● Task requirements: Which lines of the data include the string "below"? List them all.

● Given entries:
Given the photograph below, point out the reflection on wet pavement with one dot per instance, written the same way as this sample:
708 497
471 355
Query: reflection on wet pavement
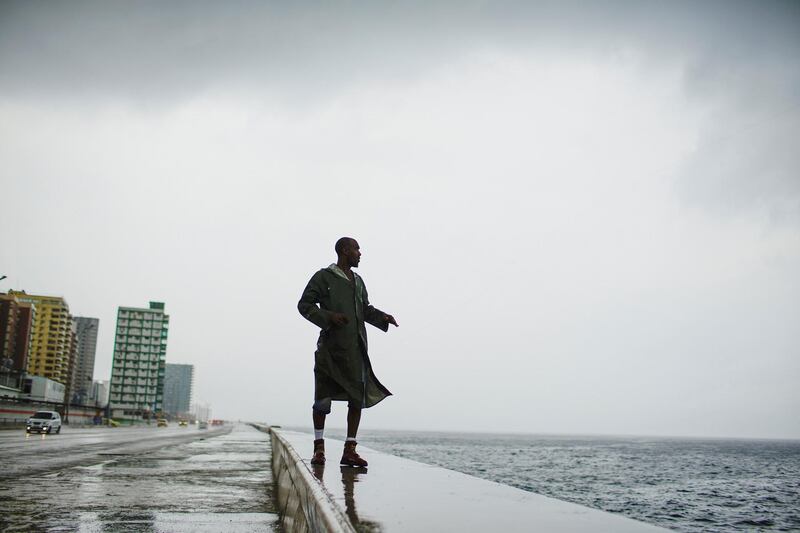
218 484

==

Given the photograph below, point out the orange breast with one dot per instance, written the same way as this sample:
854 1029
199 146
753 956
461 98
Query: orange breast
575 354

---

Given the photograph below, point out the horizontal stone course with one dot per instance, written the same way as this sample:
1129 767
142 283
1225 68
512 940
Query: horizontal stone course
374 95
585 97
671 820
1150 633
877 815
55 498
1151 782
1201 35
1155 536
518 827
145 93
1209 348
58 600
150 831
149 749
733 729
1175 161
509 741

● Answer box:
Given the photograph below, point out the reflection on wet pavement with one dot per instance, written the same way as this sample:
Given the photograph below, point out the orange breast with one dot per instance, written the same way as this sample:
Given the photograph below, point out the horizontal stone course with one dot per instance, written the same way as this sample:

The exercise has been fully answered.